#### EXCERPT TO READ:
★ ★ ★ ★
It’s the exemplary special program. Kids in it learn French but others, despite taking French daily starting in Grade 4, often learn nothing. If there was no French immersion, parents whose kids now take it would be screaming for better results in regular French classes. Learning another language is a kind of breakthrough skill, fruitful in many ways; we’ve effectively abandoned it except for immersion. In New Brunswick, where bilingualism is like a civic creed, they cancelled French immersion because, according to then education minister Kelly Lamrock, it created a two-tier system and helped drag down the overall scores (not just in French) of the vast majority of kids in public schools.

“Alternative” schools

Many of these began in response to middle-class parents who wanted individualized treatment for their kids in smaller settings. They often have a precious, elite quality. You feel it at their open houses: an implication that if you stick with the main system, you’ll be warehoused with the masses. There have been efforts to create alternatives for poor immigrant kids, but they tended to fail. “This reverses the traditional dynamic of public schools,” said one teacher, “which immigrant and working-class families saw as a road to integration and advancement.”

“Gifted” programs

These involve separate classes for “brighter” kids, based on tests for verbal and spatial skills. Middle-class parents often push for their kids to take these tests, so those children may be overrepresented. “Gifted” is an unfortunate term, since all kids are gifted. (That isn’t rhetoric; I’d call it a fact.) Some of these kids also fit the learning disabilities (LD) category. Whenever possible, LD (and developmentally disabled) kids are integrated in regular classrooms and it works well. It may not help kids who are “gifted” and LD to mark them off doubly. Besides, there are many forms of intelligence. They can complement each other. I don’t see the value of isolating some modes from others.
★ ★ ★ ★
#### GIVEN DATA:

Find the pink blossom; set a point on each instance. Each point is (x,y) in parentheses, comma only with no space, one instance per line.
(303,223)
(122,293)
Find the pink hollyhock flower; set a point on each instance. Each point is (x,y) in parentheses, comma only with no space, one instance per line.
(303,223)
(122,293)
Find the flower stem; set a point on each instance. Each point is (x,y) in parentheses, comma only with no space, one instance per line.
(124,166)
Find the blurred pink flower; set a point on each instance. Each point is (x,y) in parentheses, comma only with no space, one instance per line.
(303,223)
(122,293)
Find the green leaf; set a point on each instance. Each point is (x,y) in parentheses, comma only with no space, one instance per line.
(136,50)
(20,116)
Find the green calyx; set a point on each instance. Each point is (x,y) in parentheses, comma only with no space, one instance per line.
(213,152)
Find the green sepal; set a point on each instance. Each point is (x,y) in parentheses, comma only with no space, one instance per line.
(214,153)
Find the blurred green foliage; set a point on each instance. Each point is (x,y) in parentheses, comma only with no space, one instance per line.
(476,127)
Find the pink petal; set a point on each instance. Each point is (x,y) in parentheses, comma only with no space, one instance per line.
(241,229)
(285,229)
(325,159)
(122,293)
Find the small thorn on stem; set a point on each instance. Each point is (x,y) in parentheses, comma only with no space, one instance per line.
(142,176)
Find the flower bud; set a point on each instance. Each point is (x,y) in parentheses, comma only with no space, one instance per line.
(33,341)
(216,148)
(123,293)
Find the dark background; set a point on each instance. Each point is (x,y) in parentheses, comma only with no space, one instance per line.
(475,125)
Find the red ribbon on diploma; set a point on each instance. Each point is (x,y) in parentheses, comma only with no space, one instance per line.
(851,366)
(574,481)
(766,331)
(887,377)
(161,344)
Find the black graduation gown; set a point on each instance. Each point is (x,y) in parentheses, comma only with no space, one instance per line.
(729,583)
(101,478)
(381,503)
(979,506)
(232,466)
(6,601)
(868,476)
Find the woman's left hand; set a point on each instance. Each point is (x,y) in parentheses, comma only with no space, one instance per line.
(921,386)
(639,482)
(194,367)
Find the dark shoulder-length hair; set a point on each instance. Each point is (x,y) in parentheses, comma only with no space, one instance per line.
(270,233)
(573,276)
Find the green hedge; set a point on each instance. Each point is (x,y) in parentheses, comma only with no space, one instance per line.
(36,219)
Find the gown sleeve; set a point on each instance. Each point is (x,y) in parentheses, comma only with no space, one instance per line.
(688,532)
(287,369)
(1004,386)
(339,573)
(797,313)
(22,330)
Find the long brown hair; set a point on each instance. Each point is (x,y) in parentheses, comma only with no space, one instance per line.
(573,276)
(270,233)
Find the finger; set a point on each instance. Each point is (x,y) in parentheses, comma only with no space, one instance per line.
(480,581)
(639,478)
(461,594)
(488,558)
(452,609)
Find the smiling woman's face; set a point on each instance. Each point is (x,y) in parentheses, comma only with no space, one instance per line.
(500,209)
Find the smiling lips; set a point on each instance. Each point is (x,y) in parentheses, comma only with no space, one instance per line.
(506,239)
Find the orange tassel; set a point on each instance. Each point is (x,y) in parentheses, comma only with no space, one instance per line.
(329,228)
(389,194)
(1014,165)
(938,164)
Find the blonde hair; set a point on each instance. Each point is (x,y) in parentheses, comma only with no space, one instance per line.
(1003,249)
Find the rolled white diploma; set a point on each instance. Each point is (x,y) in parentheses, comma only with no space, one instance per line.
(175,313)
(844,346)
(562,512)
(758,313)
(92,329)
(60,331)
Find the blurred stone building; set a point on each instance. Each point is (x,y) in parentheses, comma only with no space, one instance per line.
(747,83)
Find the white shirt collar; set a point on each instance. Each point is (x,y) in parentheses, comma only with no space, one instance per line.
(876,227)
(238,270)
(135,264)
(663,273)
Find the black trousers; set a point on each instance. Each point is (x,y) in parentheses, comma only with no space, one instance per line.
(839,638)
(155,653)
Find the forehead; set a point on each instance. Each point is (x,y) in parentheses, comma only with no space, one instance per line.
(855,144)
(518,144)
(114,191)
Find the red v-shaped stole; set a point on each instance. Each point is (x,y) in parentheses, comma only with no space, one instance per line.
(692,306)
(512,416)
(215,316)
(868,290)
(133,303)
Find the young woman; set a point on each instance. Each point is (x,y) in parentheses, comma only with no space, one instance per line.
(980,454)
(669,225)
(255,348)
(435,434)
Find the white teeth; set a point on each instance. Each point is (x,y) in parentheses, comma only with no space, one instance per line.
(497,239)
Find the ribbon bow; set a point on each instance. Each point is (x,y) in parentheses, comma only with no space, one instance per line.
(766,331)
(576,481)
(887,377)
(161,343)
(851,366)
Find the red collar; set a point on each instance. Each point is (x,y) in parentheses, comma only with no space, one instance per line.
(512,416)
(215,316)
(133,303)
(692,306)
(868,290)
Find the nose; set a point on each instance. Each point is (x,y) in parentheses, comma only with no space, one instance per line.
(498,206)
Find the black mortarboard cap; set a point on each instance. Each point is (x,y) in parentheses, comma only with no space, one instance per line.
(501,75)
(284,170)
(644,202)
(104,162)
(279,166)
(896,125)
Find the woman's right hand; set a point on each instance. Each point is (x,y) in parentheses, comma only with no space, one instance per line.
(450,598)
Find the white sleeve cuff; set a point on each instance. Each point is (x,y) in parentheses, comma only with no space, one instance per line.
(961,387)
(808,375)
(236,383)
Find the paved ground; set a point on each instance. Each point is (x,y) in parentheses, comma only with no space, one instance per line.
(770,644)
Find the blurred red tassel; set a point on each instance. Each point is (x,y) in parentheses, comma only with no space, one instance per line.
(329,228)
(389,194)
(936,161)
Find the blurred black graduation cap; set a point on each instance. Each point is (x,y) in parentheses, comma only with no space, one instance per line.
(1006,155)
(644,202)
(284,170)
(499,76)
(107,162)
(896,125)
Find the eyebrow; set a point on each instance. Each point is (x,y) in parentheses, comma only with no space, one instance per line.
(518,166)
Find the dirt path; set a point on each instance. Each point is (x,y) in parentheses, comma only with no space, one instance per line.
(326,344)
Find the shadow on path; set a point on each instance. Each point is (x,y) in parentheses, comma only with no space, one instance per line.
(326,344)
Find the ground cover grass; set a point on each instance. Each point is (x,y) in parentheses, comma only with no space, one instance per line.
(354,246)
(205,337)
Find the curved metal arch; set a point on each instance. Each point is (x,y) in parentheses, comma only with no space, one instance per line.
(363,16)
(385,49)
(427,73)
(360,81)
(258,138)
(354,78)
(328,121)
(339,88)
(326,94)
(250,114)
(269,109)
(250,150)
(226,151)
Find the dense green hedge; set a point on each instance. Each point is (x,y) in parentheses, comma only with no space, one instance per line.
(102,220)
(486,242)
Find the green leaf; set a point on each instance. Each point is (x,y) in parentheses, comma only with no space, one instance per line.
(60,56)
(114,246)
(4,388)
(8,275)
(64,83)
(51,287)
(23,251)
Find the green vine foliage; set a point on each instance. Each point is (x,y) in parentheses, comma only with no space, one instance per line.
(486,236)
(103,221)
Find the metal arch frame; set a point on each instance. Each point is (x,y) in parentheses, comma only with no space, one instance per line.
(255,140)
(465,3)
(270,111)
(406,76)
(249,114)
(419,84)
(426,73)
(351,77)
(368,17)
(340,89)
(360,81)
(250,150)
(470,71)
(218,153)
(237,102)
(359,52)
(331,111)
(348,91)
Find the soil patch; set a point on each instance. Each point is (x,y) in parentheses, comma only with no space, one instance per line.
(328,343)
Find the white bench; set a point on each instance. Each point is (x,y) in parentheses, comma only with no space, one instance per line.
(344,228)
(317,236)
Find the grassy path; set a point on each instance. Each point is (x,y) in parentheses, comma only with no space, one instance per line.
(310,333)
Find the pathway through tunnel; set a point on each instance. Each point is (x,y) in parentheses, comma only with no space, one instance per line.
★ ★ ★ ★
#### TASK DESCRIPTION:
Using the piece on special school programs above, answer each question on its own line.
(a) Starting in which grade do students take French daily?
(b) According to Kelly Lamrock, why did New Brunswick cancel French immersion?
(c) What skills do the tests for "gifted" programs measure?

#### SOLUTION TO THIS TASK:
(a) Grade 4.
(b) It created a two-tier system and helped drag down the overall scores of most kids in public schools.
(c) Verbal and spatial skills.